***** EXTRACT TO READ

# POST YOUR CHI's w/ their DADDYS!!



## AEROMarley1983 (Sep 12, 2005)

HEY EVERYONE! I was talking to PeanutnPepper and we decided how cute it would be to see everyone's chis w/ their dads!!  POST YOUR PICS! I'll start it w/ Tito & Marley.  








































THIS ONE IS MY FAVORITE!!! OMG! HE'S KISSING HIM ON THE CHEEK! And you'd have to know Mike to understand. He would never want anyone to know that I was showing off this picture!!


----------



## Vala (Jul 8, 2004)

:lol: LOL! not even if I paid him would he let me do that...  nothing against it really we have tons..he just doesn't want his face on the internet.

 You have greats pictures tho!  They look great together :wink: and that last pic is ADORABLE!


----------



## 2pups622 (Apr 17, 2005)

Austin doesnt have a daddy


----------



## <3 Sarah <3 (Nov 1, 2005)

Niether does Max

but... he hates men anyways  :lol:


----------



## Ms_P (Apr 25, 2004)

My girls don't either, and they do just fine.
Most of our vets are men and they don't have any problems with them.


----------



## ~Jessie~ (Oct 30, 2005)

Mine have a daddy, but I'll have to sneak in some pics


----------



## LocasMom (Sep 11, 2005)

*chihih daddy*

I will have to sneak pics too.


----------



## kealohalinaka (Sep 22, 2005)

i would, but I think he'll kill me....


----------



## Zabet (Aug 1, 2004)

I'm working on getting Callisto a dad LOL. I'm flying to see an old friend of mine in a week. First time we have both been single, and he has already met Callie, she loves him!


----------



## sullysmum (Mar 6, 2004)

My hubby and the girls


----------



## Guest (Dec 2, 2005)

:wave:


----------



## Vala (Jul 8, 2004)

This picture is GREAT! They have the perfect pose!

**********
***** MATERIAL PROVIDED

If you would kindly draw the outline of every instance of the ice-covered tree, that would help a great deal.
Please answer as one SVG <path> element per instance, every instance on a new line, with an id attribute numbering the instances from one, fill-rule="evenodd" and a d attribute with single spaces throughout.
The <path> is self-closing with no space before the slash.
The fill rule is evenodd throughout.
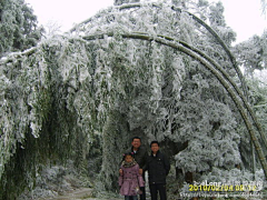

**********

## WRITTEN PROBLEM 1
Can you sum up the chis-and-dads thread in two sentences?
## WRITTEN PROBLEM 2
In the chis-and-dads thread, which members replied that their pets don't have a daddy?
## WRITTEN PROBLEM 3
Carry on the chis-and-dads thread from its last post.
This data comes from a separate source.

## EXERCISE OUTPUT 1
A member started the thread asking everyone to post pictures of their chis with their dads, beginning with Tito and Marley, and another member called the pictures great and the last one adorable. Some replies said their chis have no daddy, some said they would have to sneak pictures, and one member posted a picture of a husband with the girls.

## EXERCISE OUTPUT 2
- 2pups622 (Austin)
- <3 Sarah <3 (Max)
- Ms_P (the girls)

## EXERCISE OUTPUT 3
----------



## <3 Sarah <3 (Nov 1, 2005)

jodiebradbury said:


> mine dont have a daddy, single parent fammily here


same here!!!! our family is better off without men.. :lol:


----------



## TiffsLilChi (Mar 31, 2005)

sullysmum said:


> My hubby and the girls


SoooOOo! cute! Great picture.

I'm going to take a picture tomorrow when I have a camera!


----------



## Sandra1961 (Oct 14, 2005)

jodiebradbury said:


> mine dont have a daddy, single parent fammily here


Same here 8)


----------



## stefania (Apr 16, 2005)

<3 Sarah <3 said:


> Niether does Max
> 
> but... he hates men anyways :lol:




:lol: :lol:


----------



## ChihuaMomma202 (Sep 30, 2005)

This is Fiona and her daddy John on Jan 1 2005 at 12:01 am lol


----------



## Alisha (Mar 11, 2005)

Bella & her Daddy


----------



## Nona (Mar 27, 2005)

Lexi and her daddy from July this year.


----------



## Prosephone (Oct 2, 2005)

chiscrochetcrazy said:


> Bella & her Daddy


I love this pic!!! It is great, tats showing while cuddling with a little dog. I will have to get some pics up with Mike and the "kids".


----------



## sullysmum (Mar 6, 2004)

quote: 
--------------------------------------------------------------------------------
Originally posted by jodiebradbury
mine dont have a daddy, single parent fammily here 
--------------------------------------------------------------------------------


Same here 
_________________




I was married for 13 years then was a single parent for 7 years, now married to my soul mate for nearly 10 years, its great second time around


----------



## AEROMarley1983 (Sep 12, 2005)

I liked the pics that were posted (and can't wait to see more).  To everyone else, I'm sorry if I provoked any negative feelings or hurt.  I didn't mean to!!!


----------



## Ms_P (Apr 25, 2004)

AEROMarley1983 said:


> To everyone else, I'm sorry if I provoked any negative feelings or hurt.  I didn't mean to!!!


None here! Very happily single  

To all of you who can put up with their shananagins, more power to you!


----------



## WonkaBar (Aug 4, 2005)

Here is one of Wonka with her Daddy :3


__
Sensitive content, not recommended for those under 18
Show Content










She was about 2 months old in that picture <3


----------



## Little G (Oct 16, 2005)

wow Wonka is TINY!
thats such a cute picture.
I'll try and post one of my dad and Goliath, since Goliaths daddy lives in Toronto, his Grandpa will just have to do.
heres hoping my father cooperates!


----------



## Kristi (Oct 19, 2005)

Well here's one of Rosie with her Daddy on the day we brought her home:














And here is one with both girls sleeping on Daddy's lap:


----------



## Kristin (Nov 12, 2004)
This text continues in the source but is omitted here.